### EXTRACT TO READ:
** Start **

For many of us, Barcelona is love. It’s a city that gets into your soul in a way that few cities can. It’s that peculiar blue sky, it’s sitting at a shady cafe over a four-hour lunch, talking with someone you just met in real life four hours before. It’s quiet markets and nocturnal walks, when all but the most committed drunken tourists have turned in for the night.
It is a city of unspeakable beauty, a city I have visited so many times that when someone asks how many, the head tilts and the eyes roll up like, “Hmmm … let me think.”
When something terrible happens to someone that you love, your heart is rocked. You struggle to keep the tears from coming, yet they do. And do again. You feel helpless, you feel a bit angry at your own impotence, as if love could somehow prevent something bad from happening, as if Fate spreads a shield over the innocent, even as the world has proved to you countless times that it isn’t so.

** End **

### JOB:
Continue the piece about Barcelona above, picking up right after its last sentence.

### INFORMATION SHOWN:

** Start **

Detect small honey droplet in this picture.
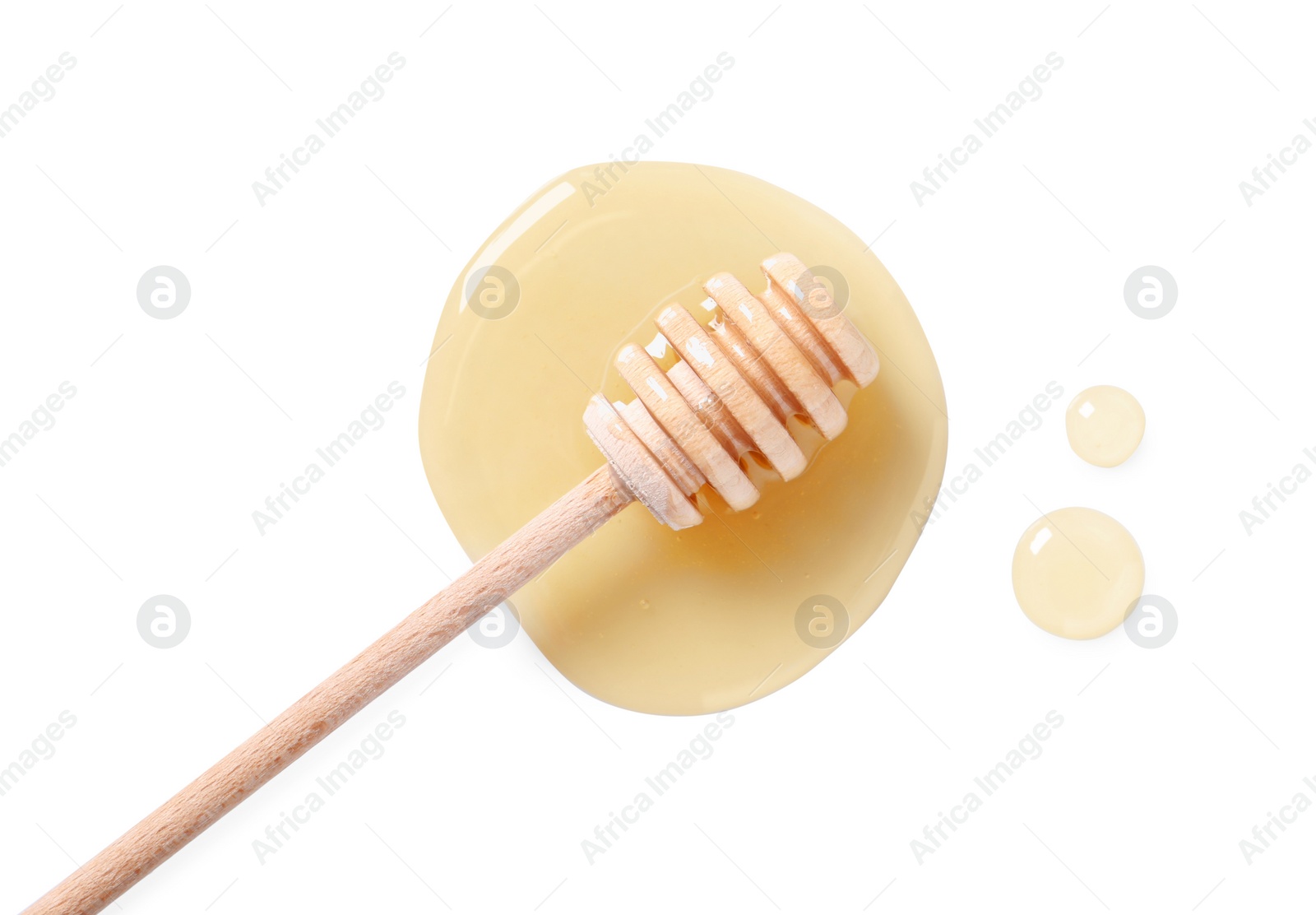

** End **

### ANSWER FOR THIS EXERCISE:
Several people are dead and scores injured after a terrorist attack in Barcelona today. The assailants rammed a van into a crowd of people on the popular tourist spot La Rambla, near Plaça Catalunya. As usual with these things, it began with one Tweet on social media, one Tweet that made you hope, given how Barcelona commercial drivers fling their vehicles about, that it was some knucklehead. Even as you knew better, and you began to wonder. Then grim reality set in as the notifications and alerts, all to familiar at this point, served as real-life testimony to a horrible act.
When we lose people who are dear to us, we often have events where we focus on the joy, the things that made us happy. A person I follow on Twitter took to posting fantastic shots of the city from various spots — that typically blue sky, the buildings seemingly jammed together at crazy angles and concentrations, the energy that you can feel through the pictures and that gets into your heart if it’s open.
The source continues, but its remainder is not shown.